**PAGE EXCERPT**
════════════════════
#  >  > Non Asia Travel Forums >  >  > Travel the World Travellers Tales Forum >  >  Beerfest 2010 Berlin

## Takeovers

I finally got round to prepare some photos from the Berlin Beer Fest 2010. A wide variety of beers was presented.

Aside from the beer factor, what has this got to do with an Asia Expat Forum?

Well the Cosponsor for the Cultural Program was the Peoples Republic of Vietnam.  :Smile: 
Quite interesting to me how they represented themselves.

First a small selection of beers. Note the arrow.


Some local aspect, the traditional Berlin hurdy-gurdy-man. I picked that expression up from a dictionary, hope it is not too much off the mark.


There was not only liquid food.





They served under the sign Thuringia Beer Emergency Service. There was one with even more sexy outfit but she got into hiding as soon as I raised my camea.

----------


## Takeovers

There was english beer too.

Note the fancy presentation.


Old Speckled Hen


Regions of Germany were represented.


Bavaria of course with their White Blue and Beer Tent.


More variety, even though those don't meet the German "Reinheitsgebot"

----------


## Takeovers

The very colourful Vietnamese Cultural Presentation.

A singer in traditional garb.


A lot of Vietnamese among the visitors. There are many living in Berlin. They have come during the DDR time as laborours and stayed on after reunification. Here a little girl sitting at the stage during a performance.


Some GoGo dancers from Vietnam too.


Folk Dance


The Final Picture




More Vietnamese in the audience. They like it if I take their picture.

----------


## sabaii sabaii

Great pics mate, looks fun

----------


## robuzo

Berlin is my favorite German city, but it was always one of the worst places in Germany for beer. Hope that is changing.

----------


## porno frank

Like that first pic with all those different beers to try out.

----------


## DJ Pat

That first pic has Carib Beer.....I used to buy that in London years ago and have not found it in the UK since about 1994

----------


## Amina

> I finally got round to prepare some photos from the Berlin Beer Fest 2010. A wide variety of beers was presented.
> 
> Aside from the beer factor, what has this got to do with an Asia Expat Forum?
> 
> Well the Cosponsor for the Cultural Program was the Peoples Republic of Vietnam. 
> Quite interesting to me how they represented themselves.
> 
> First a small selection of beers. Note the arrow. - Yes - Chang for real Thai men or expats!!! - Lol...........
> 
> ...


Thanks for sharing the photos. I added my comments to the picture headers! But I missed seeing the Number One German Bier "Bitburger Pils." - Amina -  :Smile:

----------
════════════════════
**SUPPLIED ENTRIES**
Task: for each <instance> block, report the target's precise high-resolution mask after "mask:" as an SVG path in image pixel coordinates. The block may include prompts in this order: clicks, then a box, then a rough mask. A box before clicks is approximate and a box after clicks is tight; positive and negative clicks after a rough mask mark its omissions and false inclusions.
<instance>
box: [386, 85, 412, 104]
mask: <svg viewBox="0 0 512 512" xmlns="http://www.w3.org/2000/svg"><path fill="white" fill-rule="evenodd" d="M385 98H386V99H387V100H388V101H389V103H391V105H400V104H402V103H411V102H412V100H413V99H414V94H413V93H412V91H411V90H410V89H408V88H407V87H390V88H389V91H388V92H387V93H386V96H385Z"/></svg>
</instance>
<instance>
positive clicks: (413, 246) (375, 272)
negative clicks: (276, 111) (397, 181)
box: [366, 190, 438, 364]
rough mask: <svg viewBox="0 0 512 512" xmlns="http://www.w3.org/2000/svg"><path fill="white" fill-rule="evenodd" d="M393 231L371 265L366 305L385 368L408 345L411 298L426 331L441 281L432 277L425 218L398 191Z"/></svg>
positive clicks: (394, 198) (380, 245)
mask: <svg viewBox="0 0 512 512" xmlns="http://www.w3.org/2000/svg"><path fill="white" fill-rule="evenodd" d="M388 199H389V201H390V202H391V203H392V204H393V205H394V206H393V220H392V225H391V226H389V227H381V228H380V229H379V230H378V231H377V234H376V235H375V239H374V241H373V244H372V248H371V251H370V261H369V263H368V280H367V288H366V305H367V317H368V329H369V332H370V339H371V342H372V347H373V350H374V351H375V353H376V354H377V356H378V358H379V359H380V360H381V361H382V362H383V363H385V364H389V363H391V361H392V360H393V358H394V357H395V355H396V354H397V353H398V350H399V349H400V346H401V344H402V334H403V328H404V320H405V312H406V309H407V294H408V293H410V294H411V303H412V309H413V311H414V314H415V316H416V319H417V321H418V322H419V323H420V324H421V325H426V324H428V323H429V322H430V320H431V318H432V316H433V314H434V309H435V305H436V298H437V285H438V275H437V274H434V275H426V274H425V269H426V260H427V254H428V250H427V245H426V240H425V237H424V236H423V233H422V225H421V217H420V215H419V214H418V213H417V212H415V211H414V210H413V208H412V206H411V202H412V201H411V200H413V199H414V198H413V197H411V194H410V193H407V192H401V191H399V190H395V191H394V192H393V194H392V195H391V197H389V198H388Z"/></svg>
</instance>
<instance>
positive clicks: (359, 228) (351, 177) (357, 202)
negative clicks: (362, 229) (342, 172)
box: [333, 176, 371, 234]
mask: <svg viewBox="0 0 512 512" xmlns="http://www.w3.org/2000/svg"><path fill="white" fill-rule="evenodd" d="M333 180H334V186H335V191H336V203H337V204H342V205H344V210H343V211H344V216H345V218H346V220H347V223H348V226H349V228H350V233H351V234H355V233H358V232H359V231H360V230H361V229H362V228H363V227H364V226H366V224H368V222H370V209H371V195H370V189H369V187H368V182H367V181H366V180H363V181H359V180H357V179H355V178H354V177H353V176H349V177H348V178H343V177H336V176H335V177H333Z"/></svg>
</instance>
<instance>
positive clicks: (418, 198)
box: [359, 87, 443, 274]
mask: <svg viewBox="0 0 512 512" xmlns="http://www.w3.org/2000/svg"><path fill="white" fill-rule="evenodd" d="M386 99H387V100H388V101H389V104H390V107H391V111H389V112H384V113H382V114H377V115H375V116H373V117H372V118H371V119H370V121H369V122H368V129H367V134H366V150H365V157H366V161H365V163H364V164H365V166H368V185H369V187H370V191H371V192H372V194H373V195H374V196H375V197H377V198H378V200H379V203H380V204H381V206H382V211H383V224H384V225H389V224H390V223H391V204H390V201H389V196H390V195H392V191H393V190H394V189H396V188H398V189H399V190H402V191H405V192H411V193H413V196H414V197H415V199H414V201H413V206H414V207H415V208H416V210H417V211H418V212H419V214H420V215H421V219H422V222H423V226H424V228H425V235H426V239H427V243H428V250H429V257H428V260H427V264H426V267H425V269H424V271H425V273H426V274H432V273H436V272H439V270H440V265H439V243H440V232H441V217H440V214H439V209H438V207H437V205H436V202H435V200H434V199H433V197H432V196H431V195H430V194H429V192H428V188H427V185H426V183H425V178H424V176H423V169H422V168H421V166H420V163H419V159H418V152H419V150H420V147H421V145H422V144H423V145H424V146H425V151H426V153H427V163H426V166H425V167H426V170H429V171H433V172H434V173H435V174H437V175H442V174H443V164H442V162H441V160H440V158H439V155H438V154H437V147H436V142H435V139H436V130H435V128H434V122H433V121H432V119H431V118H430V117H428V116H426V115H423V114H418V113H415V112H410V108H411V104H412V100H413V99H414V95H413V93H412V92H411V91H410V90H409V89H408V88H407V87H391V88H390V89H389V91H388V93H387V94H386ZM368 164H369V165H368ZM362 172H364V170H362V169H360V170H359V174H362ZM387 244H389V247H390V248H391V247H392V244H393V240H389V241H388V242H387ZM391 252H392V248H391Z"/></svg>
════════════════════
**TASK LIST**
[1] In the Berlin beer festival thread, who cosponsored the Cultural Program?
[2] Please copy the part of the Berlin beer festival thread that opens with the words containing "The very colourful" and closes with "from Vietnam too.".
You won't need the items here.

**EXPECTED RESULTS**
[1] The Peoples Republic of Vietnam.

[2]
The very colourful Vietnamese Cultural Presentation.

A singer in traditional garb.


A lot of Vietnamese among the visitors. There are many living in Berlin. They have come during the DDR time as laborours and stayed on after reunification. Here a little girl sitting at the stage during a performance.


Some GoGo dancers from Vietnam too.